Show every line of the data that contains the string "mountain", treating uppercase and lowercase as different.
━━━━━━━━
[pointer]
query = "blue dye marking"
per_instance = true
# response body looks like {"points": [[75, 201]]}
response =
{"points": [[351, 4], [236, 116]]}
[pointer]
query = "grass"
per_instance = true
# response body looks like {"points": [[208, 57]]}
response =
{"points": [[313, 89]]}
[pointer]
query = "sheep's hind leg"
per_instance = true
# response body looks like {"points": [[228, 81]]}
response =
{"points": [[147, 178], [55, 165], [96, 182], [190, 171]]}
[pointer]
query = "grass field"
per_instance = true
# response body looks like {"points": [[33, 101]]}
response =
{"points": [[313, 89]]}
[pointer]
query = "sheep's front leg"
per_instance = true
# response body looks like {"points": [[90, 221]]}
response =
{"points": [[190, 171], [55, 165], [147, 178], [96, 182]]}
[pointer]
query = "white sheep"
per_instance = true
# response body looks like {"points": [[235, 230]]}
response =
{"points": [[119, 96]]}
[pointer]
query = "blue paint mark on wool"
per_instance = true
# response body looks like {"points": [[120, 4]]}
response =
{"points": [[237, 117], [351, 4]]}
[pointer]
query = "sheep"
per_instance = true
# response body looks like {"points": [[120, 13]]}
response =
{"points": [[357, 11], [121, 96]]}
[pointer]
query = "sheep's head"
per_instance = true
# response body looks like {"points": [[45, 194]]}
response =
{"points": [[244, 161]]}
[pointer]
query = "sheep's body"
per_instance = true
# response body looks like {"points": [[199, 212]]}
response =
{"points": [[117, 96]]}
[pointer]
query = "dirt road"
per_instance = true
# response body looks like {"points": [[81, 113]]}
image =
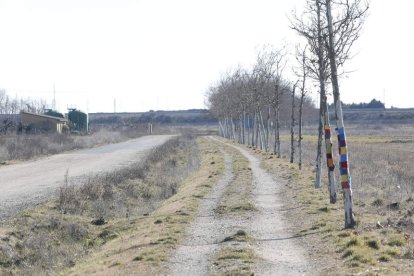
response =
{"points": [[25, 184], [278, 251]]}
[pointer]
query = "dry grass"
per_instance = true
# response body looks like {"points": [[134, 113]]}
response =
{"points": [[90, 214], [146, 249]]}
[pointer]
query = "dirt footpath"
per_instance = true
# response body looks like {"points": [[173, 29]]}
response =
{"points": [[277, 251], [25, 184]]}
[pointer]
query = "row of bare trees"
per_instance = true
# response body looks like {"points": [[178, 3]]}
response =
{"points": [[249, 104], [252, 105]]}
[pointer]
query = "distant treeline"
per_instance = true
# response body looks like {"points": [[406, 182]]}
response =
{"points": [[372, 104], [193, 116]]}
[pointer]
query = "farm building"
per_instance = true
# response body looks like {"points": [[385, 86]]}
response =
{"points": [[41, 122]]}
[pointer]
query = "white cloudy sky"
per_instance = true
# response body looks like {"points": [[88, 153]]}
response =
{"points": [[163, 54]]}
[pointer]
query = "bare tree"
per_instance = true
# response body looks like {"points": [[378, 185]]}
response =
{"points": [[348, 23], [292, 125]]}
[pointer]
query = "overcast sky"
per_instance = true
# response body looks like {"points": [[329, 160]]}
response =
{"points": [[163, 54]]}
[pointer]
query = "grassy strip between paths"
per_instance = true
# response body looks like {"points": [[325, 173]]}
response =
{"points": [[236, 255]]}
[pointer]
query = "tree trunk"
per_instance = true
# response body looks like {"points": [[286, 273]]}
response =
{"points": [[343, 148], [319, 147], [300, 138], [324, 104], [277, 133], [292, 127], [329, 155]]}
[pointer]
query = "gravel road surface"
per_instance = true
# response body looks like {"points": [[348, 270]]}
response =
{"points": [[26, 184]]}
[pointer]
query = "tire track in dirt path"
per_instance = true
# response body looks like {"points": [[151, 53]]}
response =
{"points": [[277, 251], [276, 247], [192, 257]]}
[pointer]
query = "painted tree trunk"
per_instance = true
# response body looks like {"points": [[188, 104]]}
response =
{"points": [[343, 148], [329, 154], [268, 127], [300, 138], [292, 127], [319, 148]]}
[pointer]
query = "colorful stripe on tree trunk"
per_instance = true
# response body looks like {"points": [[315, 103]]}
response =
{"points": [[343, 162], [328, 145]]}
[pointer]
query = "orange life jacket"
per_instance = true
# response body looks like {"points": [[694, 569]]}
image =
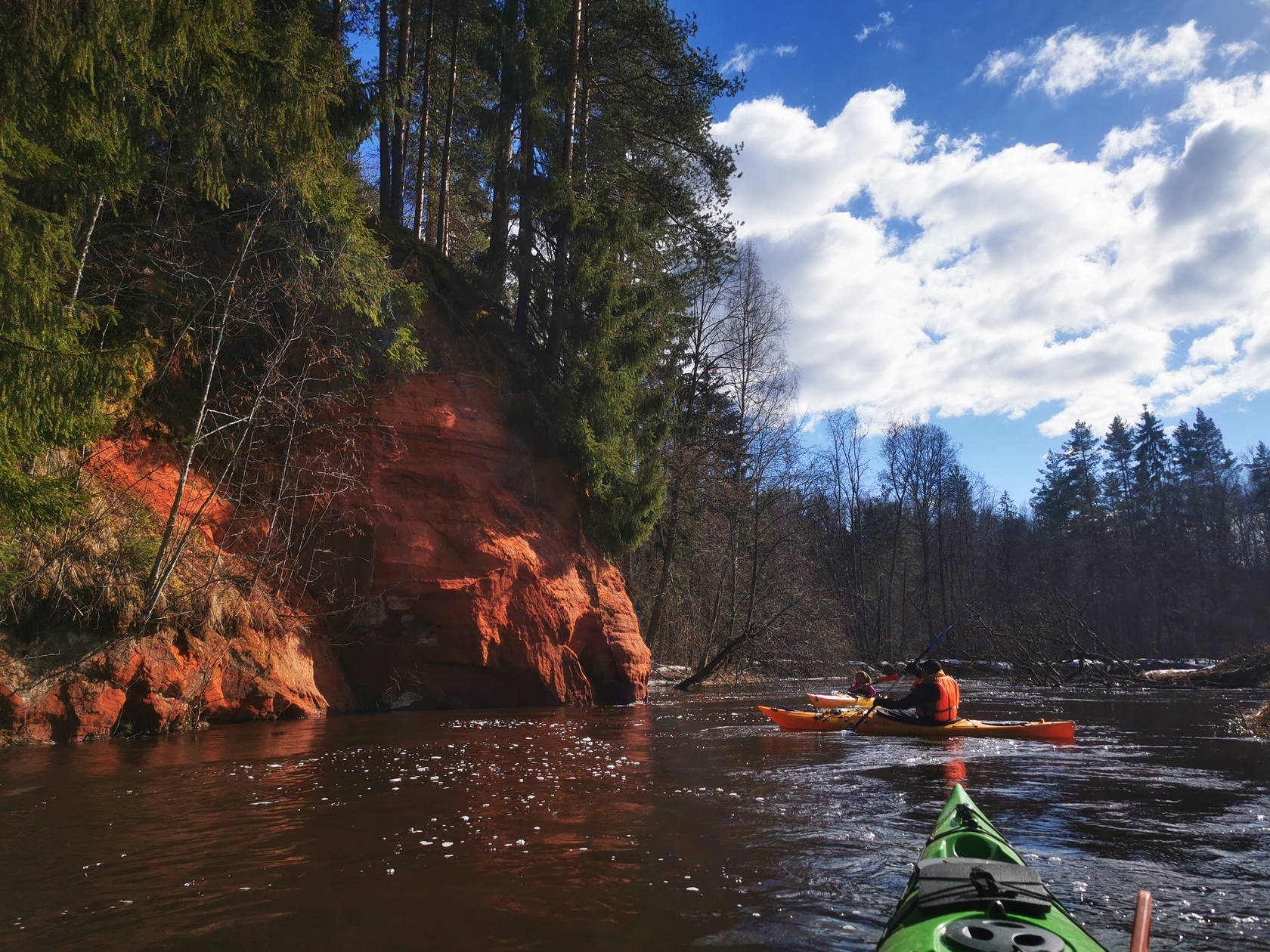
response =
{"points": [[945, 709]]}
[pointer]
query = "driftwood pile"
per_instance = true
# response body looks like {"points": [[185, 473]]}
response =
{"points": [[1249, 670]]}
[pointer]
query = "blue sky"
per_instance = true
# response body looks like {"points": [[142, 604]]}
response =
{"points": [[1006, 216]]}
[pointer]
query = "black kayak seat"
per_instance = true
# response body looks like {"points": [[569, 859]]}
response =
{"points": [[945, 884]]}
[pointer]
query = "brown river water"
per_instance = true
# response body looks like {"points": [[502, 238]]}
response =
{"points": [[685, 823]]}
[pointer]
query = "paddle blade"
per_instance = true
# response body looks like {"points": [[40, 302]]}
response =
{"points": [[1142, 924]]}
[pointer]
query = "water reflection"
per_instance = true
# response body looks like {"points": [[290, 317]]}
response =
{"points": [[686, 823]]}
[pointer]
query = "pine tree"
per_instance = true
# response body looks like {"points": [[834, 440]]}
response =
{"points": [[1151, 455], [1118, 484], [1067, 496]]}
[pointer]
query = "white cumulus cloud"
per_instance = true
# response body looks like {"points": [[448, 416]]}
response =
{"points": [[935, 277], [1070, 60]]}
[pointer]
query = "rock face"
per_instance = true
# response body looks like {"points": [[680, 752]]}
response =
{"points": [[166, 683], [259, 660], [474, 588], [480, 587]]}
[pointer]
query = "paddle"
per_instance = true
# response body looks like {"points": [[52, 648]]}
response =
{"points": [[931, 646], [928, 649]]}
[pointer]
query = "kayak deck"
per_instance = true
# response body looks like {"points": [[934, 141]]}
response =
{"points": [[790, 720], [869, 722], [971, 890], [838, 701], [878, 725]]}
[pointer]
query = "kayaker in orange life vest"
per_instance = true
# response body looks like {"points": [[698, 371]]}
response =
{"points": [[934, 700]]}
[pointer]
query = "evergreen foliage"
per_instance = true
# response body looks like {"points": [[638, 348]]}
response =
{"points": [[559, 153], [138, 141]]}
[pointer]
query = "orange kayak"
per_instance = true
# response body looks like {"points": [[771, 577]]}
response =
{"points": [[875, 725], [813, 720], [838, 701]]}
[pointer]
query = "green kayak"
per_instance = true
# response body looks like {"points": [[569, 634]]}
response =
{"points": [[972, 892]]}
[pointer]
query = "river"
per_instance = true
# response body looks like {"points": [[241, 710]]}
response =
{"points": [[685, 823]]}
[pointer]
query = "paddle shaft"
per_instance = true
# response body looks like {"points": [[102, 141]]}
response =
{"points": [[928, 648], [1141, 941], [931, 646]]}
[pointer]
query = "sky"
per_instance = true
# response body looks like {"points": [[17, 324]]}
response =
{"points": [[1010, 216]]}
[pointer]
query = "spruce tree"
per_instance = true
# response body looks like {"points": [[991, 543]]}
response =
{"points": [[1151, 455]]}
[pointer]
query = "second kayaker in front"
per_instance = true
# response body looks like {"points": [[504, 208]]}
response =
{"points": [[934, 700]]}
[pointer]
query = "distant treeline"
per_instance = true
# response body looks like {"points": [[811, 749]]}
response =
{"points": [[788, 556]]}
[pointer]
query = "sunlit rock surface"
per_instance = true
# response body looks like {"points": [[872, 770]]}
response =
{"points": [[469, 578], [479, 586]]}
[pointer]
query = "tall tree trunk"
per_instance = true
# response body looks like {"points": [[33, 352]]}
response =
{"points": [[500, 210], [559, 309], [420, 169], [448, 140], [401, 127], [385, 128], [672, 533], [525, 239]]}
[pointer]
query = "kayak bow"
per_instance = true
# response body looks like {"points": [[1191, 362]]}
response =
{"points": [[972, 892], [878, 725]]}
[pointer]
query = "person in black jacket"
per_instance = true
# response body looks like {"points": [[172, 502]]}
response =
{"points": [[934, 700]]}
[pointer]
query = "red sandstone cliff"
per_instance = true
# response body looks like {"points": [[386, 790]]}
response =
{"points": [[483, 591], [476, 589]]}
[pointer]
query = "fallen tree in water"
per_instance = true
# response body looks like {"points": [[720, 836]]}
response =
{"points": [[1246, 670]]}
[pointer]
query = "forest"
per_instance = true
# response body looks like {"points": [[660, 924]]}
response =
{"points": [[220, 229]]}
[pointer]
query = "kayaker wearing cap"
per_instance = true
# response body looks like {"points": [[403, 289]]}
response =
{"points": [[934, 700], [863, 687]]}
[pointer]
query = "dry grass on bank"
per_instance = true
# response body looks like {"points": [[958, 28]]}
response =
{"points": [[69, 592], [1258, 722]]}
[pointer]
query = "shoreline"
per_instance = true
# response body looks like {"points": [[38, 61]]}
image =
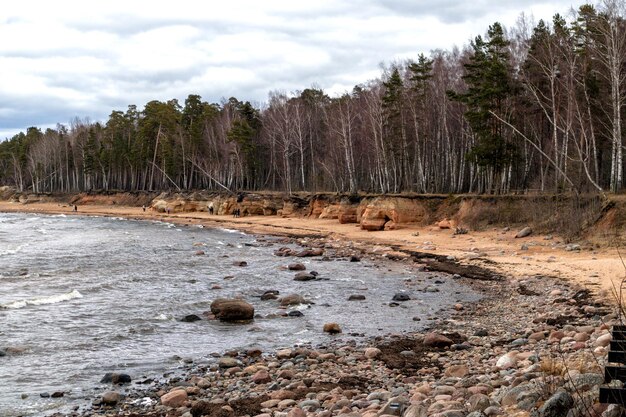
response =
{"points": [[474, 358], [599, 269]]}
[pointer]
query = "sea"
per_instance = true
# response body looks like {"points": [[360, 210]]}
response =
{"points": [[82, 296]]}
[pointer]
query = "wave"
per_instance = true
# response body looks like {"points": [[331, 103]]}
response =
{"points": [[11, 251], [52, 299]]}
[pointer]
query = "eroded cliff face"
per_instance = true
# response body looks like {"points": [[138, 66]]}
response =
{"points": [[566, 215]]}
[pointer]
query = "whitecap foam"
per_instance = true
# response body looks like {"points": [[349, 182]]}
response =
{"points": [[11, 251], [51, 299]]}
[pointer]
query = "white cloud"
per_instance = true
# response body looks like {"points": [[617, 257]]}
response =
{"points": [[65, 59]]}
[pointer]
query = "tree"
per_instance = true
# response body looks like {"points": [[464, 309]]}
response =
{"points": [[489, 87]]}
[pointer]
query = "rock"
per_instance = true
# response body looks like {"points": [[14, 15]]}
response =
{"points": [[457, 371], [371, 353], [190, 318], [373, 225], [356, 297], [478, 402], [270, 295], [304, 276], [507, 361], [175, 398], [394, 407], [115, 378], [416, 410], [310, 252], [283, 394], [527, 231], [296, 412], [232, 310], [444, 224], [312, 405], [401, 297], [604, 340], [437, 340], [558, 405], [261, 377], [332, 328], [111, 398], [228, 362], [292, 299], [390, 225], [586, 381]]}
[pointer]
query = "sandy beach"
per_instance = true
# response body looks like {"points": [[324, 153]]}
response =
{"points": [[600, 269], [535, 332]]}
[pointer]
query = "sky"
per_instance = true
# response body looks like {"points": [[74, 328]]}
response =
{"points": [[61, 60]]}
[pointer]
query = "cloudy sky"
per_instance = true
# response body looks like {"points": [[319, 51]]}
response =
{"points": [[65, 59]]}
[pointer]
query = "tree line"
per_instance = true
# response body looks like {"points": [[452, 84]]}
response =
{"points": [[538, 107]]}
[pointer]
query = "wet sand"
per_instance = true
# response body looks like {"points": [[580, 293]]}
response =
{"points": [[600, 269]]}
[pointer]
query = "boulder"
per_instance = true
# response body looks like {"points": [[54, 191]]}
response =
{"points": [[348, 216], [401, 297], [261, 377], [115, 378], [228, 362], [332, 328], [457, 371], [190, 318], [232, 310], [390, 225], [175, 398], [111, 398], [304, 276], [373, 225], [371, 353], [507, 361], [444, 224], [292, 299], [270, 295], [310, 252], [437, 340], [356, 297], [558, 405]]}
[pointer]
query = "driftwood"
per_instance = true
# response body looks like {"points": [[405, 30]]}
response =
{"points": [[441, 263]]}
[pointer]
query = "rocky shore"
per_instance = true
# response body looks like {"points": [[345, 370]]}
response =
{"points": [[533, 346]]}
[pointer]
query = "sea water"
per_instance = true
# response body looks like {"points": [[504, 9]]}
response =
{"points": [[82, 296]]}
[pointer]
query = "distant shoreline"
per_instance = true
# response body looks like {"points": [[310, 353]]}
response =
{"points": [[496, 249]]}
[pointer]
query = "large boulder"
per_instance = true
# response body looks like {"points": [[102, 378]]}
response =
{"points": [[304, 276], [437, 340], [232, 310], [527, 231], [175, 398], [374, 224], [292, 299]]}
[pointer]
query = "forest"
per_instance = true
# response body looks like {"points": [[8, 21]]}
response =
{"points": [[537, 107]]}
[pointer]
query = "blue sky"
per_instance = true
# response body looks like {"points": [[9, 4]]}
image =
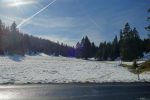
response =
{"points": [[69, 20]]}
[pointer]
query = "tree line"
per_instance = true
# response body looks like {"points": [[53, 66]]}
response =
{"points": [[129, 47], [12, 41]]}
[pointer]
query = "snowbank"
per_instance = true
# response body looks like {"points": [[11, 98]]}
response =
{"points": [[49, 69]]}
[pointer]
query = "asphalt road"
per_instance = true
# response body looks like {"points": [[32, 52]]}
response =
{"points": [[105, 91]]}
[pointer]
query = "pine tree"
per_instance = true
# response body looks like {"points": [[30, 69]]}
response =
{"points": [[130, 44], [115, 49]]}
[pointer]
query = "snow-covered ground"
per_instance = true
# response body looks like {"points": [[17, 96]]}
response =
{"points": [[49, 69]]}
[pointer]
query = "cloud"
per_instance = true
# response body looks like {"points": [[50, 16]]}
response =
{"points": [[15, 3], [29, 18], [20, 3]]}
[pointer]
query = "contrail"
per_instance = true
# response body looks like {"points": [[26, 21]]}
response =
{"points": [[29, 18]]}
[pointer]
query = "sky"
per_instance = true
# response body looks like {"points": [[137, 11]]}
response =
{"points": [[68, 21]]}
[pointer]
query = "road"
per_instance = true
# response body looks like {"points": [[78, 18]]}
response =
{"points": [[104, 91]]}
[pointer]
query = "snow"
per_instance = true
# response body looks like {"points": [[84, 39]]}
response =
{"points": [[146, 56], [42, 68]]}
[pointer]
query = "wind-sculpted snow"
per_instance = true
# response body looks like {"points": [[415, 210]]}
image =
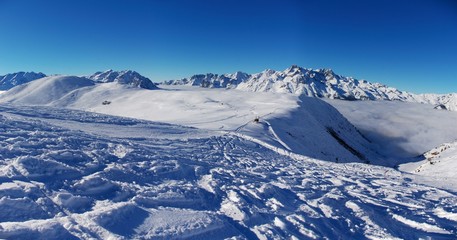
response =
{"points": [[63, 176], [14, 79]]}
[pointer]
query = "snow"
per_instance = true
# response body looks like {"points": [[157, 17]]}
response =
{"points": [[322, 83], [126, 77], [187, 162], [15, 79], [402, 130], [86, 182]]}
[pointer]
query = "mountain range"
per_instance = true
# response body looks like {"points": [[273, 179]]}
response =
{"points": [[13, 79], [322, 83]]}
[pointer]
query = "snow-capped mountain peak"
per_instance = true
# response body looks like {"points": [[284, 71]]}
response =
{"points": [[126, 77], [323, 83], [11, 80]]}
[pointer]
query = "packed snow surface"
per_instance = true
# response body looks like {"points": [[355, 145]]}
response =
{"points": [[67, 174]]}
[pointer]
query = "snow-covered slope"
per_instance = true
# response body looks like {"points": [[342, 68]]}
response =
{"points": [[323, 83], [14, 79], [302, 125], [46, 90], [126, 77], [401, 129], [440, 161], [67, 174], [210, 80]]}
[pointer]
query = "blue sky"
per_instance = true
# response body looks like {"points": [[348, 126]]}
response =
{"points": [[411, 45]]}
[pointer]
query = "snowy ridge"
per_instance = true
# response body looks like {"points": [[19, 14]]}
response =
{"points": [[303, 125], [323, 83], [46, 90], [126, 77], [67, 174], [14, 79], [210, 80]]}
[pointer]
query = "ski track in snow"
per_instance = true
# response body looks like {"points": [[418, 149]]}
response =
{"points": [[170, 181]]}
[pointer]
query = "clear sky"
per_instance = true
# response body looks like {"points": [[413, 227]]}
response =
{"points": [[410, 45]]}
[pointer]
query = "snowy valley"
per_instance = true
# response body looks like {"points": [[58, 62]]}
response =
{"points": [[234, 156]]}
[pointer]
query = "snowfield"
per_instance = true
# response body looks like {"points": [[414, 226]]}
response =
{"points": [[195, 163], [152, 180]]}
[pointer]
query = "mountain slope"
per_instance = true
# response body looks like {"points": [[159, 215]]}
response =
{"points": [[68, 174], [323, 83], [302, 125], [440, 161], [14, 79], [126, 77], [210, 80], [46, 90]]}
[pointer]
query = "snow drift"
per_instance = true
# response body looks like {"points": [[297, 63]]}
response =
{"points": [[67, 174]]}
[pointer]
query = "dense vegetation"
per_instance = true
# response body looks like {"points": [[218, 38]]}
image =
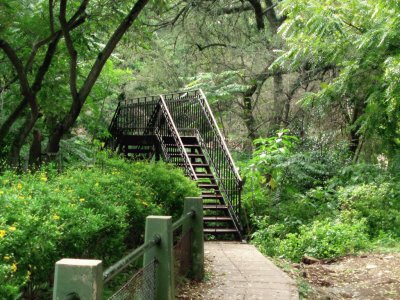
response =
{"points": [[94, 212], [307, 93]]}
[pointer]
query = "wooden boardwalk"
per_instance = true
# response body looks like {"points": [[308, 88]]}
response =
{"points": [[242, 272]]}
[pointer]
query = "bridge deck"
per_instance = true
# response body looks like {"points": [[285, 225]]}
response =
{"points": [[242, 272]]}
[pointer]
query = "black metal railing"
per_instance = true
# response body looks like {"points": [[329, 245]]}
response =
{"points": [[176, 116]]}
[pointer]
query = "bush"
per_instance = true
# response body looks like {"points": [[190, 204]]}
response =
{"points": [[328, 238], [379, 204], [96, 212]]}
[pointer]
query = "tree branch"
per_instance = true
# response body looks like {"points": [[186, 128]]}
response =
{"points": [[109, 48], [258, 13], [73, 63], [23, 80]]}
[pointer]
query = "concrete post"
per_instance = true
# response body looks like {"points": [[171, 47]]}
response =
{"points": [[197, 247], [163, 253], [78, 279]]}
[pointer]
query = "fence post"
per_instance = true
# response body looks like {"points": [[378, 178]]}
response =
{"points": [[161, 226], [78, 279], [197, 243]]}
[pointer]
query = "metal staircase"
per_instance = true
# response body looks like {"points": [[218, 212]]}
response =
{"points": [[181, 129]]}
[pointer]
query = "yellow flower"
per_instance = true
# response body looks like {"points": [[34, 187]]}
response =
{"points": [[14, 267]]}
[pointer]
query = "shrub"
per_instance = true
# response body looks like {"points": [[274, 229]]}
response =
{"points": [[95, 212], [328, 238], [379, 204]]}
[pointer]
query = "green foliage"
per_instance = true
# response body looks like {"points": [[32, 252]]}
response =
{"points": [[378, 204], [319, 204], [94, 212], [359, 39], [328, 238]]}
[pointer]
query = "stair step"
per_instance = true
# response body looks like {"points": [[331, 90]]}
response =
{"points": [[219, 230], [194, 155], [204, 175], [137, 151], [208, 185], [216, 219], [200, 165], [212, 197], [215, 206]]}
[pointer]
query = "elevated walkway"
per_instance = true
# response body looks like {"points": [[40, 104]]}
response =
{"points": [[181, 129]]}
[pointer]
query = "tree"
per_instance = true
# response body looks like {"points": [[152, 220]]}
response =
{"points": [[360, 39], [84, 48]]}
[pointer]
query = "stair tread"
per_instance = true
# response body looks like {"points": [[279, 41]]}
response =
{"points": [[212, 196], [215, 206], [220, 230], [205, 175]]}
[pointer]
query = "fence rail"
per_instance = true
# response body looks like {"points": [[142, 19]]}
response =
{"points": [[85, 279]]}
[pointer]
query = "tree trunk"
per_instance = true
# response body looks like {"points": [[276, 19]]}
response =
{"points": [[80, 97], [18, 142], [354, 135], [279, 102], [35, 151]]}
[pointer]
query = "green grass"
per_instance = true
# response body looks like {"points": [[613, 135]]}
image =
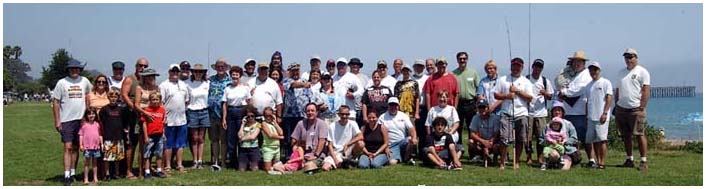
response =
{"points": [[33, 156]]}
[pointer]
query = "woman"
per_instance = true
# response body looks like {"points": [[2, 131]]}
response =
{"points": [[235, 97], [197, 113], [375, 142]]}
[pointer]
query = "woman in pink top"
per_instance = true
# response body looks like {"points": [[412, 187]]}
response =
{"points": [[90, 139]]}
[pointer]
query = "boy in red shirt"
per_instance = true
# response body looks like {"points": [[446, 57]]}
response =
{"points": [[154, 135]]}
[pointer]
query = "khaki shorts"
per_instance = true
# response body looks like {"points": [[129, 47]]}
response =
{"points": [[630, 121]]}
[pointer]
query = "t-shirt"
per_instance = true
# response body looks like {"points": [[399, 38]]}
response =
{"points": [[310, 133], [448, 112], [439, 142], [520, 105], [91, 135], [596, 92], [265, 94], [175, 95], [114, 121], [397, 126], [376, 98], [156, 126], [199, 94], [538, 106], [237, 96], [486, 128], [436, 84], [408, 93], [630, 86], [339, 134], [71, 94]]}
━━━━━━━━
*Response to the task*.
query = "mountain range"
query = "snow-capped mountain peak"
query = "mountain slope"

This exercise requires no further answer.